» Extracted text
— Start —
Event-Driven Crawl & Processing Pipeline (Trigger.dev)
An influencer-marketing media-intelligence platform
Overview
The modern, event-driven processing pipeline for the platform, built on Trigger.dev v3 (self-hosted) with Firebase Functions. It orchestrates crawling, feed cleaning and downstream jobs as durable background tasks.
The Challenge
Ingestion and enrichment work is bursty, long-running and failure-prone. It needs a job system with retries, durability and observability rather than ad-hoc cron scripts, and one that can be self-hosted on the team’s own Kubernetes infrastructure.
What We Built
A functions/ codebase organised into jobs/ and trigger/ task definitions with a trigger.config.ts, deployed via trigger.dev deploy --self-hosted. Artefacts in the repo (cache_crawl_response.txt, debug_cleaned_feed.txt) show the crawl-and-clean flow that feeds the core engine. Firebase configuration ties jobs into the wider serverless layer.
— End —
» Brief A
Answer these questions about the Trigger.dev pipeline text, one answer per line, marked the same way:
(i) Which version of Trigger.dev is the pipeline built on?
(ii) On what infrastructure must the job system be self-hostable?
(iii) What command is used to deploy the functions codebase?
» Brief B
Extend the Trigger.dev pipeline text beyond its final sentence.
The records aren't needed.

[Point-based annotation records]
— Start —
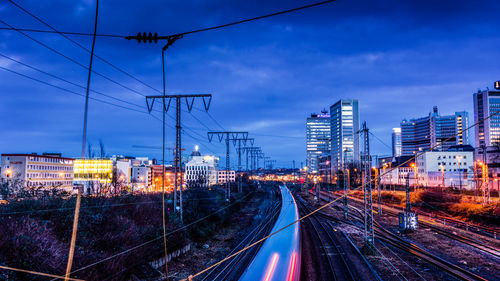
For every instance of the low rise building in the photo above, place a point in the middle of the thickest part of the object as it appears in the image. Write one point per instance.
(48, 170)
(94, 174)
(453, 168)
(223, 177)
(201, 170)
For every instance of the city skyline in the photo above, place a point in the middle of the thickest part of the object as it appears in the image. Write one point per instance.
(395, 71)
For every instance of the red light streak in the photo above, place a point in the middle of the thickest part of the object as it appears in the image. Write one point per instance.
(292, 267)
(270, 269)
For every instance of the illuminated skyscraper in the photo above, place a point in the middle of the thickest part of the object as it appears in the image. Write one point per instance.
(434, 131)
(318, 139)
(396, 142)
(344, 132)
(488, 129)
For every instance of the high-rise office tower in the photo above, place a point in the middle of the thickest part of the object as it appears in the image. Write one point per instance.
(434, 132)
(487, 131)
(396, 142)
(318, 139)
(344, 132)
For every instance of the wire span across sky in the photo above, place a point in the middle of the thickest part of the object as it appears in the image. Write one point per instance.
(266, 76)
— End —
» Expected output A
(i) Trigger.dev v3 (self-hosted).
(ii) The team's own Kubernetes infrastructure.
(iii) trigger.dev deploy --self-hosted

» Expected output B
Technologies & Approach
Trigger.dev v3 provides durable, retryable, observable background tasks; self-hosting keeps it on the platform’s own infra (see the infra repo). TypeScript across job definitions for type safety.
Outcome / Impact
Replaced fragile scripted ingestion with a managed, retry-capable, self-hosted pipeline, improving reliability and visibility of the crawl/clean/enrich workflow.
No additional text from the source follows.